Goal of the exercise: Reproduce the rows word for word, starting at the row that contains "Query: banner" and ending with the last row.

=== Provided records ===

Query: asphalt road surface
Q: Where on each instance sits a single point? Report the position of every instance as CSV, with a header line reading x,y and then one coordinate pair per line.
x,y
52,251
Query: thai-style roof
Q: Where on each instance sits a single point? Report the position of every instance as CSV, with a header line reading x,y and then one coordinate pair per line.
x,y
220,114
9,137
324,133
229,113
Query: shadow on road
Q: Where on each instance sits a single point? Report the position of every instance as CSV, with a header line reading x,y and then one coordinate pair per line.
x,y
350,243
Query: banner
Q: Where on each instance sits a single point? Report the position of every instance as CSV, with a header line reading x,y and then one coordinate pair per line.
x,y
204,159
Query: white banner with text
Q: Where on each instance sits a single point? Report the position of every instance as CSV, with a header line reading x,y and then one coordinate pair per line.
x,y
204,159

===

Completed exercise:
Query: banner
Q: Where on each instance sits a single point? Report the position of every instance as CSV, with a header line reading x,y and then one coordinate pair per line.
x,y
204,159
Query: white banner with text
Q: Where on each instance sits a single point? Report the position of every instance as CSV, with a header line reading x,y and then one coordinate pair per line.
x,y
204,159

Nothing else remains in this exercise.